What you have to do: The expected output is every entry, copied exactly.
|---|
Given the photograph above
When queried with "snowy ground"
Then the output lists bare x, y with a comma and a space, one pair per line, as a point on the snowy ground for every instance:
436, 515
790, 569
|---|
Your response:
Given the photograph above
When queried with "snowy ground"
Then the output lists bare x, y with a comma and a space, one pair per line, as a point on the snowy ground for every instance:
436, 515
790, 569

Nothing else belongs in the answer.